Show each line of the items below that contains the word "water". Treat uppercase and lowercase letters as different.

(Region labeling records)
——————————

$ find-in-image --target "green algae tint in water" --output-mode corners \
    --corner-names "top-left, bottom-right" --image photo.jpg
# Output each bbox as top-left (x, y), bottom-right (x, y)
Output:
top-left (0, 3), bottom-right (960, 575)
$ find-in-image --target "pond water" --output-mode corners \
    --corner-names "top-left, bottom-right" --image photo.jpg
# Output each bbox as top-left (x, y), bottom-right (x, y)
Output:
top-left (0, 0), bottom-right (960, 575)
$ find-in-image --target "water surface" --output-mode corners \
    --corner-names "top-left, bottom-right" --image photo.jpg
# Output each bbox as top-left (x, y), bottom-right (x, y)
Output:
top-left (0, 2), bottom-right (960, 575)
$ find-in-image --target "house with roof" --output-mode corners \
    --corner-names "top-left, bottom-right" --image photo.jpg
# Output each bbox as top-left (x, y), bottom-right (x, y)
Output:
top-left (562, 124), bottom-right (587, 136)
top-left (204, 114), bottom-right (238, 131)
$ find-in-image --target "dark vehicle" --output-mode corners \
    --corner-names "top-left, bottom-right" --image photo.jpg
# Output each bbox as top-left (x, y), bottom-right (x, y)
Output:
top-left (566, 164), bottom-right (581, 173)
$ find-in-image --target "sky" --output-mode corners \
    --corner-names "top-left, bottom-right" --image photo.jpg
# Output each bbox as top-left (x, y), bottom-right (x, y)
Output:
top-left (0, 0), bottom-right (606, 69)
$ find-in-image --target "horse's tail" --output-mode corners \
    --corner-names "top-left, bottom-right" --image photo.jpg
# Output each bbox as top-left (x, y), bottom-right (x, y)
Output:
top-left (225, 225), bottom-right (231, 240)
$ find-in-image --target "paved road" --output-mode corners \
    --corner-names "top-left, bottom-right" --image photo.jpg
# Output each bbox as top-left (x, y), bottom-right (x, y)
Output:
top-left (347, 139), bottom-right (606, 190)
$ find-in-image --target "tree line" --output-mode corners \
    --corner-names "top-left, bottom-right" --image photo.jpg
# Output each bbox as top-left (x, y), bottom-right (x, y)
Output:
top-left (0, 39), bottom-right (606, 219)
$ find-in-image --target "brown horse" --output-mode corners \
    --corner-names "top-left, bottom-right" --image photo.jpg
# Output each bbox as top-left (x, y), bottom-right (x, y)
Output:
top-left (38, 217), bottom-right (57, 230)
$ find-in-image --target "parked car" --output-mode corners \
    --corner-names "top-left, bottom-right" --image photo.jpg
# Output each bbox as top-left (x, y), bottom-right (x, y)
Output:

——————————

Full answer →
$ find-in-image --target "green algae tint in water" --output-mode corners \
$ find-in-image --target "pond water" --output-mode corners \
$ find-in-image --target "water surface" --output-mode corners \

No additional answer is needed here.